(INSTRUCTIONS FOR THE TASK):
Continue the text on how managers should respond to signs of employee burnout, starting after its last sentence.

(DOCUMENT TEXT):
• • • •


    This doesn’t mean a direct manager or coworker ignores how someone may be expressing themselves. If someone is short-tempered, falling asleep at their desk, smells from lack of personal care, or any of the myriad of symptoms of being burned out, they should be discussed. However, the discussion is about how they affect others and the work at hand, not diagnosing them.

    This is the most important part of separating yourself from being a leader and a boss. A leader knows their limitations and helps see and train others to see theirs. A boss dictates direction and prescribes to the problem. Where it can be a fine line, you will develop a stronger community around you by respecting others by coaching them to be accountable to themselves and their team.

    Modeled Examples

    If you are still struggling to understand what this looks like and how your quick prescription can cause issues, look at these models of examples of situations that have happened. Perhaps you have seen some of them.

    1.

    Employee: I’d like to take Friday off. I know you ask for two weeks' notice on vacation days, but I’ve been putting in extra time for this project and need an extra day this weekend to recuperate.

• • • •

(SUPPLIED MATERIAL):
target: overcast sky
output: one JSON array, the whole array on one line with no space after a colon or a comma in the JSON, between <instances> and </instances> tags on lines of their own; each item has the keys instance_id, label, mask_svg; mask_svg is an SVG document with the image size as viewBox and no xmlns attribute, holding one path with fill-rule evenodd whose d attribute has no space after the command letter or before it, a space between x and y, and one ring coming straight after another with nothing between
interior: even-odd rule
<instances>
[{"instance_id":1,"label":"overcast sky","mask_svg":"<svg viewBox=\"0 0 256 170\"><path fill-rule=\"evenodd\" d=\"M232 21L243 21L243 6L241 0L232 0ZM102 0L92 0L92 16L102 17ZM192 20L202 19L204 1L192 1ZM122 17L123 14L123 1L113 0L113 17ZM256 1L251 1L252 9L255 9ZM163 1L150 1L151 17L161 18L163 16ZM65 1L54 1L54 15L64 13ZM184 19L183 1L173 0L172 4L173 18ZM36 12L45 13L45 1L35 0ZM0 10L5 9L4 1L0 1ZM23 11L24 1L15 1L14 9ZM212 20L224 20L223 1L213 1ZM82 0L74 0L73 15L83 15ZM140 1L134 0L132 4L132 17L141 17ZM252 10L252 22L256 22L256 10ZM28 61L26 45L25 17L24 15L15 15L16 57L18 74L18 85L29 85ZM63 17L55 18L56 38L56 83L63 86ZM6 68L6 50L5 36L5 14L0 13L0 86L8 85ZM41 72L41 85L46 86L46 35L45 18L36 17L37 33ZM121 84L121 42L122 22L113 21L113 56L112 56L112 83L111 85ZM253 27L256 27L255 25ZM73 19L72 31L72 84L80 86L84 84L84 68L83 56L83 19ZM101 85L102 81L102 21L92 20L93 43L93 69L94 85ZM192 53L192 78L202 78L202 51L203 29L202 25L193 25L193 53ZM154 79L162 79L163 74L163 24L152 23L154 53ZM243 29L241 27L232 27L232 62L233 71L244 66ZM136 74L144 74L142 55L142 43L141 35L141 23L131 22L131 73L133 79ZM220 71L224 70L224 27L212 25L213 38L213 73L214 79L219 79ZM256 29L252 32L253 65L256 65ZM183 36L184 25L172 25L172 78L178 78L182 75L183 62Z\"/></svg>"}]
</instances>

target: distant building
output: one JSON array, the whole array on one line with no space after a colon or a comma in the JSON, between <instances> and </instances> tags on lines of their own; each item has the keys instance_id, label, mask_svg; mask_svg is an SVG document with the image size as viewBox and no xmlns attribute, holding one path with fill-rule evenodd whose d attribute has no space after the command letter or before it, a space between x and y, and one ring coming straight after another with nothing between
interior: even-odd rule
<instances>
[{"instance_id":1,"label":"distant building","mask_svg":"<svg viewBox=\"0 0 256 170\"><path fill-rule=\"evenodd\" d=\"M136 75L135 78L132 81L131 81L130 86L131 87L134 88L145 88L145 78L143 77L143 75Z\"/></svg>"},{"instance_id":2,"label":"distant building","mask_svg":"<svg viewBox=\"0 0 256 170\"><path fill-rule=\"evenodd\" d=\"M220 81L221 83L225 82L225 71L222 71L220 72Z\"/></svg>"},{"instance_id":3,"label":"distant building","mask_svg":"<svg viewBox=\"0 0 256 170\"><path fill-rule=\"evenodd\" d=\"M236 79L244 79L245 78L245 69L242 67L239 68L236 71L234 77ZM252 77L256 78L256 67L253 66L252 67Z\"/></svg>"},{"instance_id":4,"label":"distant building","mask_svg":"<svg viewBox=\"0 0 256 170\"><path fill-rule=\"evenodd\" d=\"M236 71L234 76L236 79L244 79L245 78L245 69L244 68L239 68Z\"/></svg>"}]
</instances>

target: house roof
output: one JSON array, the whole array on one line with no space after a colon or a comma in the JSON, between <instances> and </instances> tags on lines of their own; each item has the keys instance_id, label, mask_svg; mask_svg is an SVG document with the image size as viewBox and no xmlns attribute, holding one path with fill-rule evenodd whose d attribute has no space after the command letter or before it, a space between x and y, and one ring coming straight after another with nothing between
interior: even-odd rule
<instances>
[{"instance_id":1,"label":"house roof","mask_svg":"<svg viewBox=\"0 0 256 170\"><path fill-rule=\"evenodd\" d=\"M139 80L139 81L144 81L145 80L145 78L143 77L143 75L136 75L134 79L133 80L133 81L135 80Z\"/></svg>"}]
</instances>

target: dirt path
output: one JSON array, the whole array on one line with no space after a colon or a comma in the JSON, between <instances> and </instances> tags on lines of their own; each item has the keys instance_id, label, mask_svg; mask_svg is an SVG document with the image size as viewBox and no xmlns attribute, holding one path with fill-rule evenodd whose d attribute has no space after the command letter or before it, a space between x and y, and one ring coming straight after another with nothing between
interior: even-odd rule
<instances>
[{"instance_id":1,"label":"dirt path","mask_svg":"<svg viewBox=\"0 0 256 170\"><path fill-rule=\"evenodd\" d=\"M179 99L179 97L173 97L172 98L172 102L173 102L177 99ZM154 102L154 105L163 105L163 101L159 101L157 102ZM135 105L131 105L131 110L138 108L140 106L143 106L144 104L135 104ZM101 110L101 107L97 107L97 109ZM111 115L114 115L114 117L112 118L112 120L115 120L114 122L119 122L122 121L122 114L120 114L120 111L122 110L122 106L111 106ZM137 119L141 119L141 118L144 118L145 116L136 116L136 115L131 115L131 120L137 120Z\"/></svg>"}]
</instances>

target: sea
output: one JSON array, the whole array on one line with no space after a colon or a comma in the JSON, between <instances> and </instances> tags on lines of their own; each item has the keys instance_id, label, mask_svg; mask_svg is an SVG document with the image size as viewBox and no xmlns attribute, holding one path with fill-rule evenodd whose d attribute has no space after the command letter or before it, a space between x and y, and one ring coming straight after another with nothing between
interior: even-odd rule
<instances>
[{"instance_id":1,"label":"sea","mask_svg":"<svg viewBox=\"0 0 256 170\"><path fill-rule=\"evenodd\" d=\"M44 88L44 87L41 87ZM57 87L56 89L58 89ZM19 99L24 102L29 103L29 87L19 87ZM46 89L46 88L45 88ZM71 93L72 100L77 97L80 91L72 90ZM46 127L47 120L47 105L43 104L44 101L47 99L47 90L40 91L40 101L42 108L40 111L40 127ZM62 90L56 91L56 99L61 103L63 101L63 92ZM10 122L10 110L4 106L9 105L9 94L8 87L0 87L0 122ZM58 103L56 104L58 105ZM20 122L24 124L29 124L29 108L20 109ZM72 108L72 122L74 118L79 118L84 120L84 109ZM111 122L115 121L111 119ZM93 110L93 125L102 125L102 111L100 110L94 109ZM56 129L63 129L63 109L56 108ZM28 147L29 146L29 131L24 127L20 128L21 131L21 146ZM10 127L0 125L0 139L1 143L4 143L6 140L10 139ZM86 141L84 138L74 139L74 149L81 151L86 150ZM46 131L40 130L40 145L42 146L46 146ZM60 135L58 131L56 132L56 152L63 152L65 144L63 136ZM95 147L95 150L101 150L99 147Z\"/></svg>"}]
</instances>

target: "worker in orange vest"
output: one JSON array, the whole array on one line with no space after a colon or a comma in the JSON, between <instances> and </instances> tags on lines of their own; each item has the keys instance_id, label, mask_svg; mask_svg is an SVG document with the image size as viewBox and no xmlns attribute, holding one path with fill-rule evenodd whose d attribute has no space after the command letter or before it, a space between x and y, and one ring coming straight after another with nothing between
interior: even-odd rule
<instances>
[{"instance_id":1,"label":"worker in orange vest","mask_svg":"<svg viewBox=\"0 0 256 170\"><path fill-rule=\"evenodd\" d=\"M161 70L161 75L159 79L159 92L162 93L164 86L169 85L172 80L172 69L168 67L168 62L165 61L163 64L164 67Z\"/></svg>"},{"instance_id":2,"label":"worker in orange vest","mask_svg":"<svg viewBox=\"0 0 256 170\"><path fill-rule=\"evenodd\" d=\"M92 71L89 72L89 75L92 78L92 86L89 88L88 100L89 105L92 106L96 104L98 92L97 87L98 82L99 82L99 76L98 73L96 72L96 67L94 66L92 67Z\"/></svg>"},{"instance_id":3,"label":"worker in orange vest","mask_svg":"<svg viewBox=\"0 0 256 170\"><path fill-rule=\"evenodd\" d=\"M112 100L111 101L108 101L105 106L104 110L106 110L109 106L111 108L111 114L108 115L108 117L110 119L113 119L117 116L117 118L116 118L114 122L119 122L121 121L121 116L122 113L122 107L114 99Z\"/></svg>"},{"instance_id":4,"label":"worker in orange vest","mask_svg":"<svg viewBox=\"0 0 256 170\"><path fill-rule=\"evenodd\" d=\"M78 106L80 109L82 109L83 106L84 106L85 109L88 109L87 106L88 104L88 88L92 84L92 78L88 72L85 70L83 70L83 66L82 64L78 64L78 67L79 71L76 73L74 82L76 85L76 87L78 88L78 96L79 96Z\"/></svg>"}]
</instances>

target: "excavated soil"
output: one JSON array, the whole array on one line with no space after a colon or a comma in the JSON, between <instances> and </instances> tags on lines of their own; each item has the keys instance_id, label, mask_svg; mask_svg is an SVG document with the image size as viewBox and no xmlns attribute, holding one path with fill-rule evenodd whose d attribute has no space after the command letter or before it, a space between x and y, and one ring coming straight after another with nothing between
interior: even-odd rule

• • • •

(REPLY):
    Manager: We need you here Friday for the pitch, why don’t you wait two weeks and plan a nice vacation? I just went to Belize last month for a few days and it was great. A vacation like that would really help you.

    Here the manager gave a reason for the denial which does happen, however, they went on to describe something that may not be the right solution for the employee or not something that may even be within their budget. As a manager, the better way would be to look for a solution to moving the meeting or accommodating the request as quickly as possible. Discussing vacations isn’t a bad thing, but don’t assume that your dream vacation is what others may dream of.

    2.

    Employee: I can’t figure out this problem, and I feel like I’ve tried everything. I don’t know what to do. I’m just going to keep working on it.

    Manager: Well, good luck, keep at it.

    The employee didn’t ask for help here, but this is where the manager can help. They could look at the issue together, bring in another teammate, or even step away from the problem to come back with a fresh set of eyes. This is one of those times where the employee does not give the impression that they are burned out, but hitting a solution they can’t think their way out of could lead to that. In the best-case scenario, the problem does not need to be solved that exact day. Encourage stepping away from it, if direct help can’t be provided.

    3.

    Employee: The day is over, and my mind is done. I look forward to signing off and relaxing.

    Manager: Good job today. After you log off, you should make yourself a cocktail. You’ve earned it.

    I like a good cocktail, but there are plenty of people and plenty of cultures that don’t drink. This is an opportunity to either keep it to yourself, or describe what you like, but not prescribe it to someone else. The best yet would be to ask a coworker what they do to relax.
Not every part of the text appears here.